Your instructions -> Please repeat the whole listing exactly, but leave out any picture it holds.

:::

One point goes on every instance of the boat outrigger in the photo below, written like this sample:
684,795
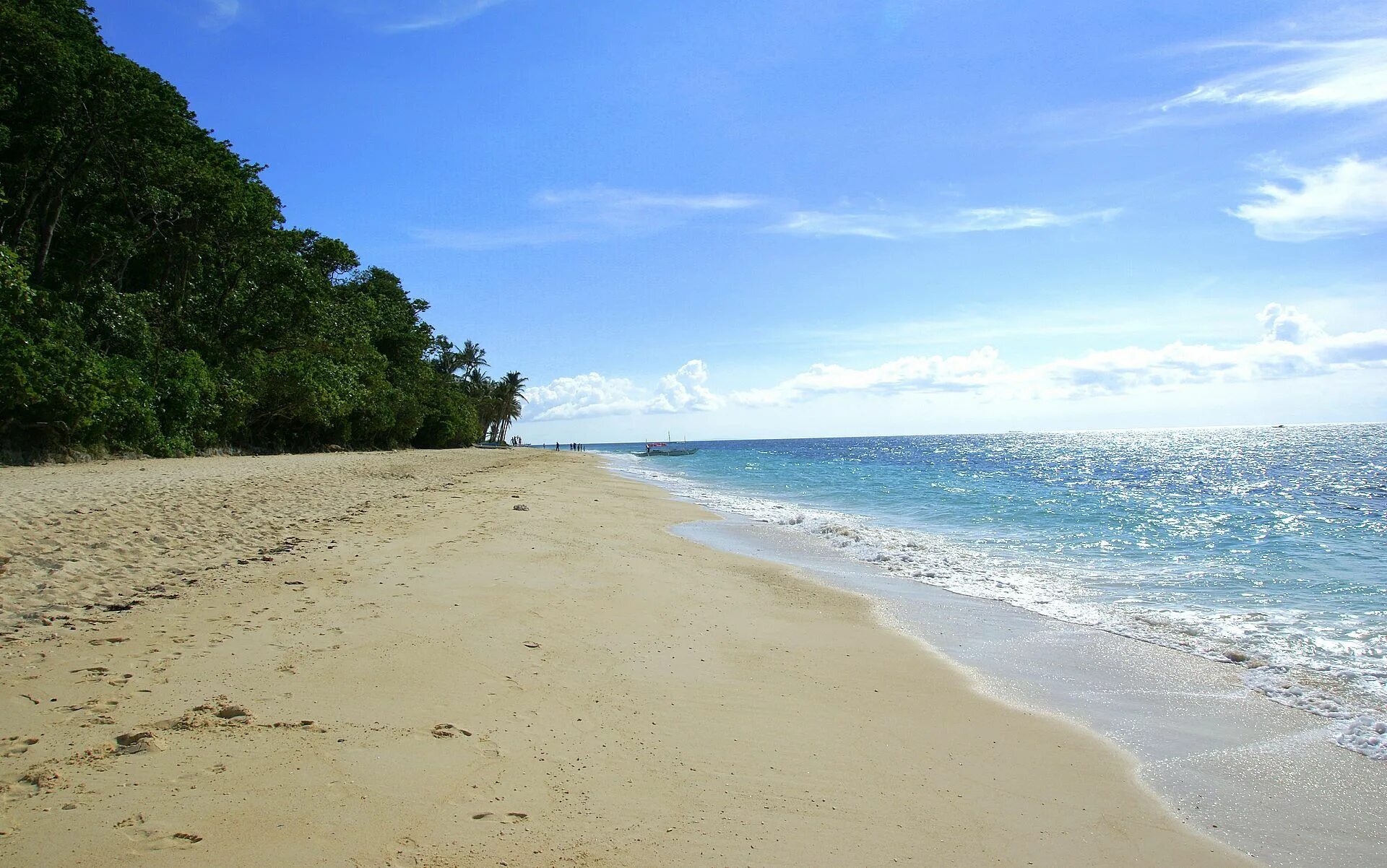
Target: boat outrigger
663,448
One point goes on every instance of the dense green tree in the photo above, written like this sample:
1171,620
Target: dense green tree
153,300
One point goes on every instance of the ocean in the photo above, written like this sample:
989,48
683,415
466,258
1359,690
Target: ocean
1264,548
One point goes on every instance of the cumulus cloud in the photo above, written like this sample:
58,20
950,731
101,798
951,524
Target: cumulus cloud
1292,346
592,394
1343,199
906,225
1301,75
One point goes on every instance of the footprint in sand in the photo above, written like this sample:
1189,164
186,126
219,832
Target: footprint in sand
503,817
137,830
16,746
447,731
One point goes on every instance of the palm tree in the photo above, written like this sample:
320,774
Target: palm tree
472,358
450,361
511,394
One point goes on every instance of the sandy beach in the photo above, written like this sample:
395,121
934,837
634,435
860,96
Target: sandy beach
494,658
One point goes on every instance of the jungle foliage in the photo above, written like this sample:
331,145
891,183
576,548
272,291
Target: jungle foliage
153,300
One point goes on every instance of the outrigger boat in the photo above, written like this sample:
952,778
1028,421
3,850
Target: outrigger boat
663,448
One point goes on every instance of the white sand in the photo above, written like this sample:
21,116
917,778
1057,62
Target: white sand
426,676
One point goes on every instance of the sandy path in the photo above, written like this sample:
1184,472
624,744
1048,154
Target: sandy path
440,678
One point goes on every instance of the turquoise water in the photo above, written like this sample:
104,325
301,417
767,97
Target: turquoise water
1261,547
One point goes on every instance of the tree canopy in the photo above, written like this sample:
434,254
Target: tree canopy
153,300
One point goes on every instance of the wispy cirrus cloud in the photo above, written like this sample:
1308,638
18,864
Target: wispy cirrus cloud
1341,199
913,225
1299,75
591,214
592,394
1292,346
441,14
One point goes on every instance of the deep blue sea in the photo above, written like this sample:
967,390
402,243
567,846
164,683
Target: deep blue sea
1263,547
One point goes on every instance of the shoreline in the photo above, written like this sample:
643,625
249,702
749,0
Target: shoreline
458,681
1221,756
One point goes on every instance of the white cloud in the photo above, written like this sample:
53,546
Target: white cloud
903,225
1307,75
1293,346
975,370
592,394
595,212
221,13
446,14
1343,199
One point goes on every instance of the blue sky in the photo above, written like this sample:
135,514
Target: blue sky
774,218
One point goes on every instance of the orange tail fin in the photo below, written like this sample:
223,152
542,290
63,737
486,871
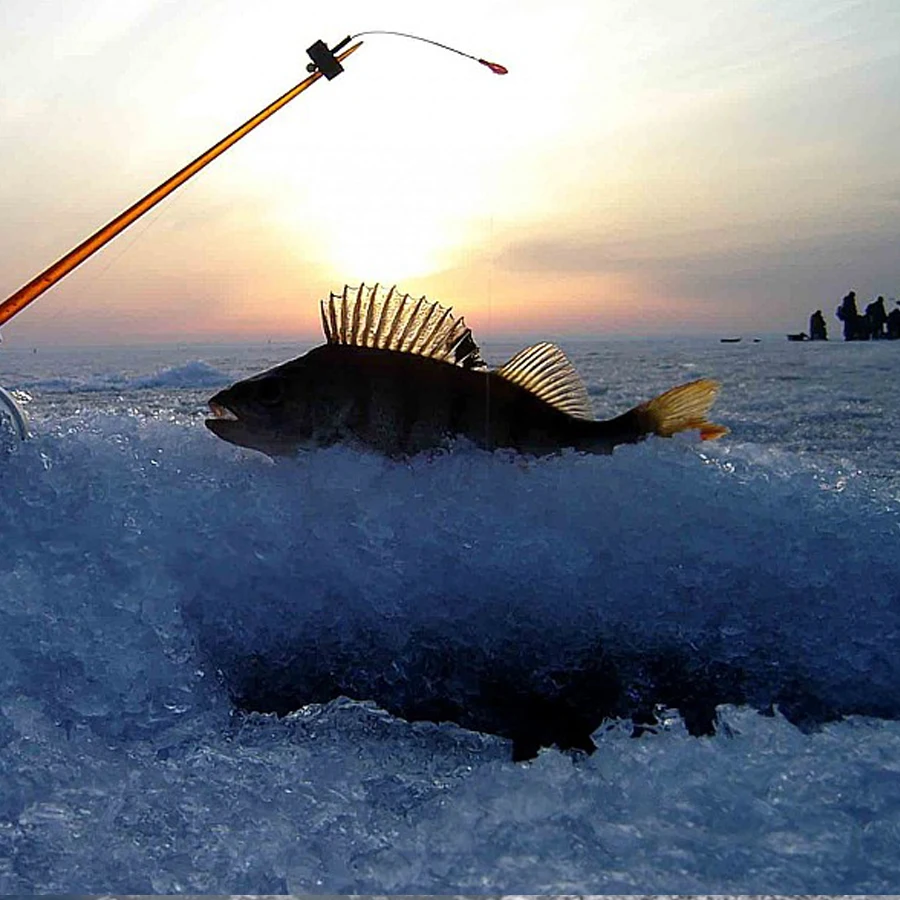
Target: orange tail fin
683,408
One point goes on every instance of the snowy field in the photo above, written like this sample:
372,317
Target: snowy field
153,578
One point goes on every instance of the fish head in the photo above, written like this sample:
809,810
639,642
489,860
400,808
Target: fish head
270,412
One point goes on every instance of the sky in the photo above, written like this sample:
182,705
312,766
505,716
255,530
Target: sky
645,168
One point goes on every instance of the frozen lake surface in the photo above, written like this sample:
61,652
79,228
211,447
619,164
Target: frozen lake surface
149,573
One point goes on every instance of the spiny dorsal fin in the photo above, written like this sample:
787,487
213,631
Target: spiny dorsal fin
369,317
546,371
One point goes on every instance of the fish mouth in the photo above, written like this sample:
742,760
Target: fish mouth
221,413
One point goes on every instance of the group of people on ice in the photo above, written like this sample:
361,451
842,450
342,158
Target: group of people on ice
876,323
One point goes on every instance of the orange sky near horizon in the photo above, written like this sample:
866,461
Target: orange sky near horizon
644,169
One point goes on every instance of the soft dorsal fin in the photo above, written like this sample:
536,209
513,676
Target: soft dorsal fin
371,317
546,371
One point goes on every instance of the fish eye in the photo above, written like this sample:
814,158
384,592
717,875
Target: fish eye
270,392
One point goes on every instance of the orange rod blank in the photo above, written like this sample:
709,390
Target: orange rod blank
31,291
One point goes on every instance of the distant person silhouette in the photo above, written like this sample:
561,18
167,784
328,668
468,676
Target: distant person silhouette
847,312
893,324
876,319
818,330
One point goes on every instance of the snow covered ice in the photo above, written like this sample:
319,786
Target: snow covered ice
149,570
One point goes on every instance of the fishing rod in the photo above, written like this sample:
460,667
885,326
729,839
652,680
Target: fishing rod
325,63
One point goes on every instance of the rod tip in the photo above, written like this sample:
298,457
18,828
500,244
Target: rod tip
496,68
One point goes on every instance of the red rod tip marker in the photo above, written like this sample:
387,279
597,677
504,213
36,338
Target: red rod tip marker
496,68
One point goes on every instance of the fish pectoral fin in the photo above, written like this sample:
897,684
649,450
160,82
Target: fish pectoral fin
683,408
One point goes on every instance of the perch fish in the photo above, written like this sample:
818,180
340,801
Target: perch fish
400,375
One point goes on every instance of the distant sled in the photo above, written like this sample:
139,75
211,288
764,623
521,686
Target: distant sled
11,413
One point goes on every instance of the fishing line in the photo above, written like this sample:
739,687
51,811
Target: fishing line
496,68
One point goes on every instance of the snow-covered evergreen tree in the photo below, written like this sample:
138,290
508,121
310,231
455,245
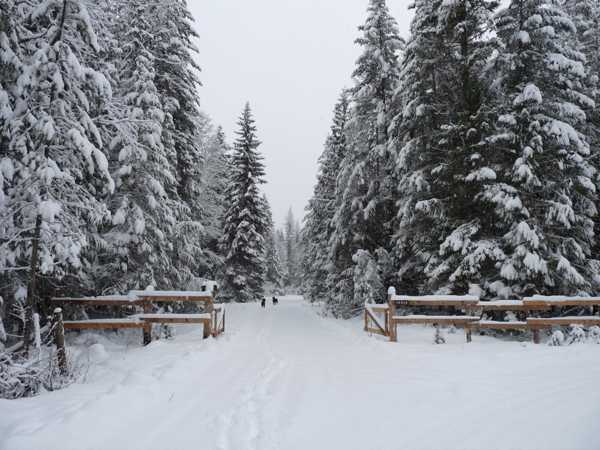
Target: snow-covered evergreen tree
546,205
55,173
441,235
176,79
367,281
214,177
245,220
273,271
320,211
143,218
365,187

:::

The answer ->
One point goes on every instance of the boat outrigger in the photo below, written like this sample:
684,795
Target: boat outrigger
663,448
One point goes on every instance of the dense green tree in the photo above, written like this sample:
1171,620
Target: dense green tree
153,300
One point goes on every instance of the ocean in the photo above, written like this sample:
989,48
683,415
466,258
1359,690
Target: ocean
1264,548
One point goes on every instance of the cumulus cloud in the photo above, written like this sample:
58,20
950,731
101,798
951,524
Target: cumulus cloud
1292,346
592,394
1343,199
906,225
1301,75
One point goes on every instance of the footprint in sand in the photo above, written like this sample:
1189,164
186,126
219,832
Target: footprint in sand
503,817
137,830
16,746
447,731
One point goes on every instance of the palm tree in the photo above, written like this sample:
320,774
Target: palm tree
472,358
450,361
511,394
One point goes on every instance of the sandy beach in the photo above, written like this sample:
395,121
934,837
634,435
860,96
Target: sandy beach
494,658
One point goes on every instance of the jungle foliage in the photo above, written like this sample:
331,145
891,183
576,548
272,291
Target: jungle foliage
153,300
One point goes on every instance of the outrigger boat in the photo above, written like this sample:
952,778
1028,421
3,850
Target: outrigger boat
663,448
One point goes on every instance of the white sand in the photo above, written like this sample:
21,116
917,778
1057,62
Target: white sand
426,676
One point goes on every instance of the sandy path in the photo above, written like this sample:
1184,472
624,744
1048,154
Target: sandy path
440,678
One point goes on every instance of the turquoise water in the photo above, written like this sample:
104,325
301,417
767,97
Target: turquoise water
1261,547
One point goes on every instance of the tree canopy in the photo above, written like this sample:
434,254
Target: tree canopy
153,300
One point goes on every instance of the wispy cirrus cloud in the photo above, written like this sample:
1308,638
18,864
Target: wispy cirrus cloud
1341,199
913,225
1299,75
591,214
592,394
1292,346
441,14
One point goes on every instance of the deep blue sea in the photo above, written like this sample:
967,390
402,243
567,846
164,683
Target: deep blue sea
1263,547
One point goes on every instance of the shoreline in the photo above, written like this sample:
643,625
249,702
749,0
Target: shoreline
458,681
1221,756
One point goes on every instance of the white cloud in the photo above, written like this sample:
53,546
Target: white cloud
903,225
1307,75
1293,346
975,370
592,394
595,212
221,13
446,14
1343,199
One point goes on every instance of the blue sky in the photo above, written like this sample:
135,514
Target: blue sky
774,218
One point goes on every instance of the orange tail fin in the photo below, written like this sample:
223,152
542,290
63,737
486,871
Target: orange tail fin
683,408
One point goes on every instance of the snowy field in the photo above, written like this sample:
372,317
Target: snowy field
153,578
One point goes on every instance of the fish head in the photo above, written like this sample:
809,810
639,642
489,860
400,808
Target: fish head
270,412
One point goes on every instance of the sky in the photo above, written like this sample:
182,705
312,766
505,716
255,530
Target: sky
645,168
One point goes on every instance of the frozen lake surface in the photo above, written like this sample:
61,652
79,228
211,447
619,164
Target: frozen lake surface
149,573
One point goes on every instance of the spiny dorsal fin in the photo above, written like this sample:
787,487
213,631
Target: spiny dorsal fin
369,317
546,371
One point goes on every instance of the fish mouth in the photo above, written like this sample:
742,760
Target: fish mouth
221,413
One point goes on every instance of the group of people on ice in the photo above, written like this sample:
361,451
842,450
342,158
Target: group of people on ice
876,323
One point goes on every instance of the orange sky near horizon in the photo above, written like this sample:
866,461
Target: orange sky near horizon
644,169
One point goes on every instance of the soft dorsal fin in the photo above, written like this sample:
536,209
513,676
Target: soft dorsal fin
371,317
546,371
One point goes on every instance of the fish eye in the photo above, written like this sample:
814,158
384,592
717,875
Target: fish eye
270,392
One point goes on every instance of the orange rod blank in the photo above, written like this sample:
709,390
Target: orange rod blank
31,291
One point goes on every instance of the distant person silhouette in the photo above, written like this sample:
561,18
167,784
328,668
468,676
Target: distant person silhouette
847,312
893,324
876,319
818,330
One point goes on every instance of the snow covered ice in the photo above, written like this sample:
319,786
Target: snow covered ice
149,570
One point goes on every instance of the fishing rod in the photo above, written like this sample:
460,667
885,326
729,839
652,680
Target: fishing rod
325,63
One point goes on every instance of the rod tip in the photo above, written like this sample:
298,457
18,828
500,244
Target: rod tip
496,68
One point goes on every instance of the red rod tip marker in the photo above, written like this sample:
387,279
597,677
504,213
36,338
Target: red rod tip marker
496,68
One point goes on every instance of the fish pectoral fin in the photo above, written like this sample:
897,684
649,450
160,82
Target: fish pectoral fin
683,408
One point goes on every instance of the perch fish in the photo above, written like this sample:
818,180
340,801
Target: perch fish
400,375
One point goes on every instance of the distant sled in the photo above, written like this sample:
139,75
211,288
764,623
521,686
Target: distant sled
11,413
One point goes on every instance of the fishing line in the photo above, written like this sample:
739,687
51,811
Target: fishing line
496,68
One point goes on every instance of the snow-covered evergreen tree in the photo below, written like this sample:
138,290
508,121
310,231
455,245
Target: snow-covered evergreen tree
546,205
55,173
441,235
176,79
367,281
214,177
245,220
273,271
320,211
143,218
365,187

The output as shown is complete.